• **What you will do**
**A)** Please update the passage of the economic indicators blog that begins at the words "The unfilled orders-to­-shipments" and stops after "on durables. (Census)", with "comfort" changed to "reassurance".
**B)** Write the next part of the economic indicators blog, picking up after its final sentence.

• **Page**

Tuesday, November 4, 2008

November 4, 2008

This Web log will contain short reports driven largely by the outputs of the Federal statistical system's Principal Federal Economic Indicators. This post contains today's report on manufacturing orders and inventories and my "practice rounds."

New orders for manufactured goods were down for the second consecutive month in September, decreasing 2.5 percent to $432.0 billion, according to the Census Bureau. Shipments also declined for the second consecutive month, decreasing 2.8 percent to $432.9 billion. This followed a 3.7 percent August decrease. Unfilled orders, which had increased in thirty-one of the last thirty-two months, rose 0.4 percent to $829.5 billion.

The unfilled orders-to­-shipments ratio was unchanged from 5.50 in August. The inventories-to-shipments ratio was 1.29, up from 1.26 in August. These analytic ratios indicate that as of September, there was a 5-and-a-half month backlog of work (a fairly high level relative to the past several years) and that inventories, which have been drifting up since mid-2006, were still below the average of the past decade and a half. Before taking too much comfort from these ratios, consider that the very timely ISM Reoprt on Business for October showed big movements the wrong way -- inventories up and backlogs down. The official October orders data will start coming out on November 26 with the advance report on durables. (Census)


November 3, 2008

Construction was put in place during September 2008 at a seasonally-adjusted annual rate of $1,060.1 billion, about unchanged from the rate in August. Over the year, the rate of construction put in place fell by 6.6 percent. During the first 9 months of this year, construction spending amounted to $807.3 billion, 6.2 percent below the $860.5 billion for the same period in 2007. Residential construction, which accounts for about a third of the value put in place, accounted for the entire net decline. Aggregate nonresidential construction was unchanged over the month. Given the high level of housing inventory, the residential sector may be sluggish for some time. The next bolus of data will be released December 1. (Census)

• **Recorded data**
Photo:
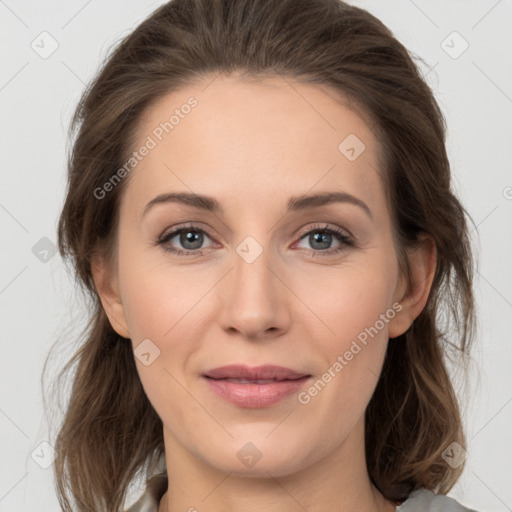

• **Written responses**
**A)**
The unfilled orders-to­-shipments ratio was unchanged from 5.50 in August. The inventories-to-shipments ratio was 1.29, up from 1.26 in August. These analytic ratios indicate that as of September, there was a 5-and-a-half month backlog of work (a fairly high level relative to the past several years) and that inventories, which have been drifting up since mid-2006, were still below the average of the past decade and a half. Before taking too much reassurance from these ratios, consider that the very timely ISM Reoprt on Business for October showed big movements the wrong way -- inventories up and backlogs down. The official October orders data will start coming out on November 26 with the advance report on durables. (Census)

**B)**
October 31, 2008

Total compensation costs for civilian workers increased 0.7 percent, seasonally adjusted, from June to September 2008, the same as the increases for the last two quarters. Both components of compensation registered increases that were the same as the previous quarter; wages and salaries rose 0.7 percent and benefits rose 0.6 percent. The next Employment Cost Index (ECI) release will be on January 30, 2009.(BLS)

Personal income increased $24.5 billion, or 0.2 percent, and disposable personal income (DPI) increased $25.7 billion, or 0.2 percent, in September. Personal consumption expenditures (PCE) decreased $33.6 billion, or 0.3 percent. In August, personal income increased $44.8 billion, or 0.4 percent, DPI decreased $107.7 billion, or 1.0 percent, and PCE increased $4.5 billion, or less than 0.1 percent, based on revised estimates.

Excluding the rebate payments under the Economic Stimulus Act of 2008, DPI increased $30.3 billion, or 0.3 percent in September, and increased $44.0 billion, or 0.4 percent in August. Real DPI increased 0.1 percent in September, in contrast to a decrease of 1.0 percent in August. Real PCE decreased 0.4 percent, in contrast to an increase of less than 0.1 percent.

The more sobering paragraph of this report concerned wages and salaries, "Private wage and salary disbursements increased $0.3 billion in September, compared with an increase of $24.1 billion in August. Goods-producing industries' payrolls decreased $4.0 billion, in contrast to an increase of $5.1 billion; manufacturing payrolls decreased $2.6 billion, compared with a decrease of $1.3 billion. Services-producing industries' payrolls increased $4.3 billion, compared with an increase of $19.0 billion. Government wage and salary disbursements increased $4.0 billion, compared with an increase of $4.6 billion." The next report on personal income will be released November 26. (BEA)


October 30, 2008

(Note: In a very random way I discovered that the "overhang" in housing inventory I alluded to on October 28 amounts to about a million units. Amazing what you pick up when the filters are set.)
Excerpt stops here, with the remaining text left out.